**Directions**
Pick out every line in the records that contains the word "outline" and copy those lines.

**Dataset**
● ● ● ● ● ● ●
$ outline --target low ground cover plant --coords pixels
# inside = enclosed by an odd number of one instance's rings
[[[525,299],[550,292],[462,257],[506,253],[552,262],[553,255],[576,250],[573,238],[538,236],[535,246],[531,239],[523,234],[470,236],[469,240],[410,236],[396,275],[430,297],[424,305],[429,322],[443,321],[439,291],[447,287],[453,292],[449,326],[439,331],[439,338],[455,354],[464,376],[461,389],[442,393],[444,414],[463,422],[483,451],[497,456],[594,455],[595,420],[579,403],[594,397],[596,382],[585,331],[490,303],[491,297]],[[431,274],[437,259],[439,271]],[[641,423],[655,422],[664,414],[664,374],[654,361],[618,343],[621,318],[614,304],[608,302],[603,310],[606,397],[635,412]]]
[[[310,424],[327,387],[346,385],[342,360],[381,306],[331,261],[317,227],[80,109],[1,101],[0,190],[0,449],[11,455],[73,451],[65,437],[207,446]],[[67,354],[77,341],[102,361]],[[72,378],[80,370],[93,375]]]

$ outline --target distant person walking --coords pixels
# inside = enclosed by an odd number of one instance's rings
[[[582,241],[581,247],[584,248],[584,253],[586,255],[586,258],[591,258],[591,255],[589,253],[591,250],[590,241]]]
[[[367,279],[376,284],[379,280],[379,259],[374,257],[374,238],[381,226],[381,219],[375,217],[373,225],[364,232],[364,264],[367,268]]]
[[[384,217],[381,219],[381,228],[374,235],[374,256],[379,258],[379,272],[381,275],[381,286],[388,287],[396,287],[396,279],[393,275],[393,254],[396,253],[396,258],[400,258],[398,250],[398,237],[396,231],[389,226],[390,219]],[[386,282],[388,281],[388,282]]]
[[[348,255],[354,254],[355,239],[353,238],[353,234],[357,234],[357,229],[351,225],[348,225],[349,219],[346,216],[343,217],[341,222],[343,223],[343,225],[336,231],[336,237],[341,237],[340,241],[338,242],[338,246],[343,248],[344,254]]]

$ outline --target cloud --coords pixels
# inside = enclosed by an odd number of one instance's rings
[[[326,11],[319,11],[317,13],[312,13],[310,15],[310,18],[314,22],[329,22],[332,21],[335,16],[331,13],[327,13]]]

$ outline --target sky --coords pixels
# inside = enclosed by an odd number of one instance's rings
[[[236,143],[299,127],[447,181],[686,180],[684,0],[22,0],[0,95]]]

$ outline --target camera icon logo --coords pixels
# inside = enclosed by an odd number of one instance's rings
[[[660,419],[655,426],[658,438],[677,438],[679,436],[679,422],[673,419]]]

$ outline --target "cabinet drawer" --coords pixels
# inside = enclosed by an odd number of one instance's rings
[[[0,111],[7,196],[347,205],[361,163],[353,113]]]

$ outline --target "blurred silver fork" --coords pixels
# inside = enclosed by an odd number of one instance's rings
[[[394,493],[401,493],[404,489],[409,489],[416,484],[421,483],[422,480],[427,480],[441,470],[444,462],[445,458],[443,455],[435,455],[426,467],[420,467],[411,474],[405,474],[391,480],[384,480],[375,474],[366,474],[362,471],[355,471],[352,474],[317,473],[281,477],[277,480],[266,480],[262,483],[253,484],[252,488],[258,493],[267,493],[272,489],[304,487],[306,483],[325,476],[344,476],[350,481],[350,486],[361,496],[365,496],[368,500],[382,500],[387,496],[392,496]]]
● ● ● ● ● ● ●
**Exercise response**
$ outline --target low ground cover plant --coords pixels
$ outline --target distant person walking --coords pixels
$ outline --target cloud --coords pixels
$ outline --target sky --coords pixels
$ outline --target camera icon logo --coords pixels
$ outline --target "cabinet drawer" --coords pixels
$ outline --target "blurred silver fork" --coords pixels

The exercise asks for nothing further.